**WORK ORDER:**
Answer these questions using the press release on PTSD and Timothy's Law below.
1. According to the subheading, which two groups would benefit from guaranteed coverage?
2. What yearly limits on inpatient care and outpatient visits does Lupardo say the health plans impose?
3. According to the RAND Corporation study, how much can failing to treat PTSD for a single veteran cost, and over what period?

**TEXT PROVIDED:**
Lupardo Calls for PTSD to be Included in Timothy’s Law

Guaranteed coverage would benefit veterans and victims of sexual abuse and assault

Assemblywoman Donna Lupardo (D-Endwell) today called for an expansion of Timothy’s Law to include Post-Traumatic Stress Disorder (PTSD). She is co-sponsoring legislation that would include post traumatic stress disorder (PTSD) among the list of biologically based mental illnesses that would be covered under Timothy's Law.

“Unlike other serious physical and mental illnesses that are covered in full by insurers, health plans in New York State presently limit access to treatment for PTSD,” said Assemblywoman Lupardo. “The plans arbitrarily limit individuals to only 30 days of inpatient care and 20 outpatient visits per year, even for those who have a medically verified need for more treatment above the minimum amounts mandated by law.”

The legislation would include PTSD as a “biologically based” mental illness in Timothy’s Law, therefore removing unnecessary and arbitrary limits on treatment for those patients that require more than the minimum 20 outpatient visits per year. A recent study by the RAND Corporation found that failure to treat PTSD for a single veteran leads to work productivity loss and unnecessary hospitalizations estimated to cost as much as $10,298 over a two-year period. By contrast, adding PTSD to Timothy’s Law would cost mere pennies per person per year (at most) as a component of health premiums for large employers in New York State.

**ENTRIES SUPPLIED:**
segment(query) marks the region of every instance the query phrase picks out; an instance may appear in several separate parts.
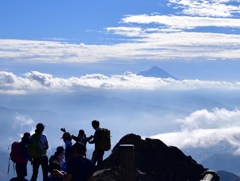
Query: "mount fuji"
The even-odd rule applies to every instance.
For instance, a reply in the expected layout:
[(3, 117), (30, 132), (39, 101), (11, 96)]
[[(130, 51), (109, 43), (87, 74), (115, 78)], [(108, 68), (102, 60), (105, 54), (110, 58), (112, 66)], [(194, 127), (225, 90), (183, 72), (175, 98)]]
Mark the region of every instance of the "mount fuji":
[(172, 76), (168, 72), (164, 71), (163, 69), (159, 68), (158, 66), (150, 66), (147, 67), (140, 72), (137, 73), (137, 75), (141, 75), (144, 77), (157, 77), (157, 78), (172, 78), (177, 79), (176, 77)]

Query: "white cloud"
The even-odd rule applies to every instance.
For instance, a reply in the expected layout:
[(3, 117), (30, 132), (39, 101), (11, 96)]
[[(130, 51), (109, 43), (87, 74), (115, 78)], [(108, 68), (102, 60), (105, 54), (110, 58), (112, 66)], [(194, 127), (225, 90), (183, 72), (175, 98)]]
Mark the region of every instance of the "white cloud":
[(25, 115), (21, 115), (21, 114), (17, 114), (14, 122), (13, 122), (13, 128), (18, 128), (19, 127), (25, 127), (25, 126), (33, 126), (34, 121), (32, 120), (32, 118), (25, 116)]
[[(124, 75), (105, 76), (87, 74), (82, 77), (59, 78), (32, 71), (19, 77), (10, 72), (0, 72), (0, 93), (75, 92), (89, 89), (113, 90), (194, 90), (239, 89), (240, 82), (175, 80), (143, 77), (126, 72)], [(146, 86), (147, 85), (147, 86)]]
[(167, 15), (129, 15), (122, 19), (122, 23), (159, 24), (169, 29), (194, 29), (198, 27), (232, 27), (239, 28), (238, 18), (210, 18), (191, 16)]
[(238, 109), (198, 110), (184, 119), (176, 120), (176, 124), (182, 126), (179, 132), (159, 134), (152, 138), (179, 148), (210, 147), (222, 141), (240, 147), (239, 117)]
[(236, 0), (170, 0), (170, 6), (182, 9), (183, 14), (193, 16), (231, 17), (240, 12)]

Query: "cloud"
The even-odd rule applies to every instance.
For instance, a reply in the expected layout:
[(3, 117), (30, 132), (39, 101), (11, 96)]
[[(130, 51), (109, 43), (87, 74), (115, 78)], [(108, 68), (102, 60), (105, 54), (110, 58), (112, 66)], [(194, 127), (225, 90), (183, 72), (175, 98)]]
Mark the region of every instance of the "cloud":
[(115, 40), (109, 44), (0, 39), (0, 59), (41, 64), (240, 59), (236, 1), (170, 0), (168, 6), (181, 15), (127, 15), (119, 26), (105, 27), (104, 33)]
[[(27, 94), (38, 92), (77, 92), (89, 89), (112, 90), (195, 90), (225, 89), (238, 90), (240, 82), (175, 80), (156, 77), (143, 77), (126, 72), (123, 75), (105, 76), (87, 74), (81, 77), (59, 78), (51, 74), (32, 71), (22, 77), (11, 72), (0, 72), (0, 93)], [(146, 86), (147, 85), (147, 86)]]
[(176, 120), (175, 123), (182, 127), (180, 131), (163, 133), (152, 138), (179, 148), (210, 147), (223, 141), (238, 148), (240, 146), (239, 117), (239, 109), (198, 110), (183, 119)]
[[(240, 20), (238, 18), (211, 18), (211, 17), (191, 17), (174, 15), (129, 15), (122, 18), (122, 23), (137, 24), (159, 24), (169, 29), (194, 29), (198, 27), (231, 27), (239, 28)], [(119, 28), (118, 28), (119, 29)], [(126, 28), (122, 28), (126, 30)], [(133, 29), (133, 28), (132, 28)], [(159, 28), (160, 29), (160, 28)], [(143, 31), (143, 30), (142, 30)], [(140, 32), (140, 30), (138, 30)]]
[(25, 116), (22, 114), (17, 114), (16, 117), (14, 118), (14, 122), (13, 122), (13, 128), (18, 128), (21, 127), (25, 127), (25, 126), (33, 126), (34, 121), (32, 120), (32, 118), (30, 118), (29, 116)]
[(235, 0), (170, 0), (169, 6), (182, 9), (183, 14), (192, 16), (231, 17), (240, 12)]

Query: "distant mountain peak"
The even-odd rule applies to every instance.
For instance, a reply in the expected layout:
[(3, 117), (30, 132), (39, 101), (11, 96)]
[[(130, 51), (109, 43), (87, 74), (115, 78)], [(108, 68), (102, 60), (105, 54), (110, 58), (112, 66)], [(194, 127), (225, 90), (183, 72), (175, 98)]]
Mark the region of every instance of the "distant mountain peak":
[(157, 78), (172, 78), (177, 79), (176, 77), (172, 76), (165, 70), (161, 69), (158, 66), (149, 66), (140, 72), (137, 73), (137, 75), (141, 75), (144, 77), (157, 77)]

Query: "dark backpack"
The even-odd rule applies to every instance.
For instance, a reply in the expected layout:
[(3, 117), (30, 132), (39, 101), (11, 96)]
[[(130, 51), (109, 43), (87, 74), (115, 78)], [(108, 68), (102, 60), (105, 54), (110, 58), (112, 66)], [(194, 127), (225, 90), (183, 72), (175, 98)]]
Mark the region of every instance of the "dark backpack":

**THE COMPLETED TASK:**
1. Veterans, and victims of sexual abuse and assault.
2. The plans limit individuals to 30 days of inpatient care and 20 outpatient visits per year.
3. As much as $10,298 over a two-year period.